### About this exercise
Produce an exact copy of the listing.

### Records supplied

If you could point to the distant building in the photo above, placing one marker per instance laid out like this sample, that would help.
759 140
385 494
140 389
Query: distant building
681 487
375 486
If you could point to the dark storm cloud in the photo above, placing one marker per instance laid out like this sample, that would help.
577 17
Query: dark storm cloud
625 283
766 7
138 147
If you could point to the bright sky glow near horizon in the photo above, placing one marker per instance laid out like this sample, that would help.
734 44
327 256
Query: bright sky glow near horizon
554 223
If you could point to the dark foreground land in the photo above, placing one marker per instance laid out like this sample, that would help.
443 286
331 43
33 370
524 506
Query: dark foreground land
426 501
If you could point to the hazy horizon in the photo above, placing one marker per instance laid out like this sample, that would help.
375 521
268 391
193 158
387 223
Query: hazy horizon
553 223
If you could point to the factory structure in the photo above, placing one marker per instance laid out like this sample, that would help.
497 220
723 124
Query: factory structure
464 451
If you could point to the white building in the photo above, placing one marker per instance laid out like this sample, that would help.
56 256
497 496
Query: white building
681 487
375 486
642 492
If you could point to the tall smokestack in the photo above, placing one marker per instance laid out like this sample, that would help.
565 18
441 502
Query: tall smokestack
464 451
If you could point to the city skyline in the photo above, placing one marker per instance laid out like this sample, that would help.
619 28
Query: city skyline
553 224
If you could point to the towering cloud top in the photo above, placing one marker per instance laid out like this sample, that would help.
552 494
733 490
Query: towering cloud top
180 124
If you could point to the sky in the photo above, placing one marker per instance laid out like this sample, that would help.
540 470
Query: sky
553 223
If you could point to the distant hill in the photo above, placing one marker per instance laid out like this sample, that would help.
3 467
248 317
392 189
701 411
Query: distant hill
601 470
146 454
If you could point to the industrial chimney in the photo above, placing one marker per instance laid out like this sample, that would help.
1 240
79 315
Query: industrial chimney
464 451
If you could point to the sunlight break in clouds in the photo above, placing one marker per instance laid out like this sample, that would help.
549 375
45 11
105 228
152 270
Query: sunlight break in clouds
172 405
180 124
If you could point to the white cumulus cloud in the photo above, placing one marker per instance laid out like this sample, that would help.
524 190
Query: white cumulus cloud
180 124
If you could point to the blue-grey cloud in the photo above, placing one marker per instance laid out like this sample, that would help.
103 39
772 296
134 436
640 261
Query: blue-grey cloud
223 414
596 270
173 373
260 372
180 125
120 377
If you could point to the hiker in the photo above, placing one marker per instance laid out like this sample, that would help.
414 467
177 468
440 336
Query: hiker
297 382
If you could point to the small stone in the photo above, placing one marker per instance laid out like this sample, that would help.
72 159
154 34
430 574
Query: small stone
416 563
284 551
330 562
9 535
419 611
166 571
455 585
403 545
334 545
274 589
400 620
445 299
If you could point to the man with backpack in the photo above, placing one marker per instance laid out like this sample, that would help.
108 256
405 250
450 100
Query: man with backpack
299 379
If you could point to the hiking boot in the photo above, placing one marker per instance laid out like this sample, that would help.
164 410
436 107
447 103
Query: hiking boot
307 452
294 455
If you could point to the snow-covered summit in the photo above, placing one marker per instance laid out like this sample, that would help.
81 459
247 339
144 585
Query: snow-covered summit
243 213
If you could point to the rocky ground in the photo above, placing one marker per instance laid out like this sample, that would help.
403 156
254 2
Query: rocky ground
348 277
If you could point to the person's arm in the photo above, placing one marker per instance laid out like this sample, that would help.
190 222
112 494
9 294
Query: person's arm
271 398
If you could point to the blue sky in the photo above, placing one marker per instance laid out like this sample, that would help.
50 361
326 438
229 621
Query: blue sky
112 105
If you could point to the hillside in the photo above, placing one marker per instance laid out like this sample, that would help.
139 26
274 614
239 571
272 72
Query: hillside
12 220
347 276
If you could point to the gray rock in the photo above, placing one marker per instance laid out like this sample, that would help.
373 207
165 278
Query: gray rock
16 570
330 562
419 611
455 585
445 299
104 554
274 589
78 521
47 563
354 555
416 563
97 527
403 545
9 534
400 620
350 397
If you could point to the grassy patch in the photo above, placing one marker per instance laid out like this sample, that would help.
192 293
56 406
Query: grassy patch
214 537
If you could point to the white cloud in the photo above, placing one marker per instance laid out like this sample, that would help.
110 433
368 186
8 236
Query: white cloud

### Final answer
If you could point to the distant building in the photo above, placing one marker per instance laid out like this sample, that would help.
759 140
385 494
140 389
Query: distant building
681 487
375 486
If you could point to the dark storm cloud in the photo above, placing one marker per instance laid out like this sample, that would help.
577 17
Query: dark storm cloud
625 283
766 7
138 147
If you could point to the bright sky glow near horizon in the photo above, placing one marker per instance laid out like this sample, that would help.
734 44
327 256
Query: bright sky glow near horizon
554 223
If you could point to the dark foreground land in the photo above, placing one marker per instance laid out like this sample, that would help.
443 286
331 43
33 370
524 506
Query: dark foreground land
426 501
If you could point to the hazy horizon in the photo above, placing one marker per instance laid out like this sample, that would help.
375 521
268 391
193 158
387 223
Query: hazy horizon
553 223
If you could point to the factory structure in the photo above, placing one marker per instance laid out like this sample, that would help.
497 220
723 124
Query: factory structure
464 451
If you could point to the white building in the photo above, placing one marker per instance laid out like this sample, that would help.
56 256
497 496
Query: white building
681 487
375 486
642 492
If you could point to the tall smokestack in the photo above, placing one marker per instance laid out like this sample, that would help.
565 18
441 502
Query: tall smokestack
464 451
If you could point to the city skyline in the photo above, placing one marker per instance laid out like this sample, that would help.
619 28
Query: city skyline
553 224
If you could point to the towering cloud top in the photo above, placing one marker per instance laid out like this sample, that would help.
552 494
733 490
Query: towering cloud top
180 124
If you could point to the sky in the photo above, placing one marker per instance laid out like this sample, that would help.
540 470
Query: sky
553 223
If you could point to the distant hill in the photo above, placing one marker per instance laid out like this sample, that would help.
3 467
248 317
392 189
701 411
Query: distant hill
601 470
146 454
If you could point to the industrial chimney in the photo above, placing one marker per instance laid out like this sample, that would help.
1 240
79 315
Query: industrial chimney
464 451
If you could point to the sunlight break in clouds in the photo above, placing one marker per instance laid out like this sample, that would help.
549 375
45 11
105 228
152 270
Query: sunlight break in clouds
172 405
180 124
If you could point to the white cumulus cloud in the photo above, placing one marker per instance laid out like this sample, that would help.
524 190
Query: white cumulus cloud
180 124
If you could point to the blue-grey cloud in the photo above, placing one marker per instance laid out like this sample, that would help.
103 39
772 296
134 436
640 261
Query: blue-grey cloud
223 414
596 270
173 373
260 372
180 125
120 377
If you could point to the hiker in the photo above, placing one marker per instance laid out like this sample, that would help.
414 467
177 468
440 336
Query: hiker
297 382
If you could point to the small stone in the photo above, placing one marker per instance laid out like this sample, that would help.
72 159
154 34
430 574
Query: small stone
416 563
284 551
330 562
9 535
419 611
166 571
455 585
403 545
334 545
274 589
400 620
445 299
If you could point to the man with backpack in the photo above, placing one marker per instance laid out like this sample, that would help.
108 256
405 250
450 100
Query: man with backpack
299 379
If you could point to the hiking boot in the photo above, placing one marker per instance laid out like this sample, that would help.
164 410
436 107
447 103
Query: hiking boot
307 452
294 455
If you could point to the snow-covered summit in the photo above, placing one marker per instance laid out like this sample, that would help.
81 459
247 339
144 585
Query: snow-covered summit
243 213
If you could point to the rocky ground in the photo above, placing one marker per instance laid out like this sample, that would help.
403 156
254 2
Query: rocky ground
348 277
If you could point to the person's arm in the photo above, placing one marker per instance laid out like this sample, that would help.
190 222
112 494
9 294
Query: person's arm
271 398
If you could point to the blue sky in the photo above, placing one marker per instance laid out like this sample, that would help.
50 361
326 438
229 621
Query: blue sky
112 105
If you could point to the hillside in the photo above, placing one marker per instance laid out like this sample, that would help.
139 26
274 614
239 571
272 72
Query: hillside
12 220
347 276
If you could point to the gray rock in the photo above, placing one marker per instance laid out like this sample, that would help.
373 207
165 278
Query: gray rock
16 570
330 562
419 611
455 585
445 299
104 554
274 589
78 521
47 563
354 555
416 563
97 527
403 545
9 534
400 620
350 397
If you could point to the grassy patch in the photo above, placing one marker per instance laid out like this sample, that would help.
192 293
56 406
Query: grassy patch
214 537
If you could point to the white cloud in the photo above, placing one marker per instance laid out like this sample, that would help.
110 433
368 186
8 236
Query: white cloud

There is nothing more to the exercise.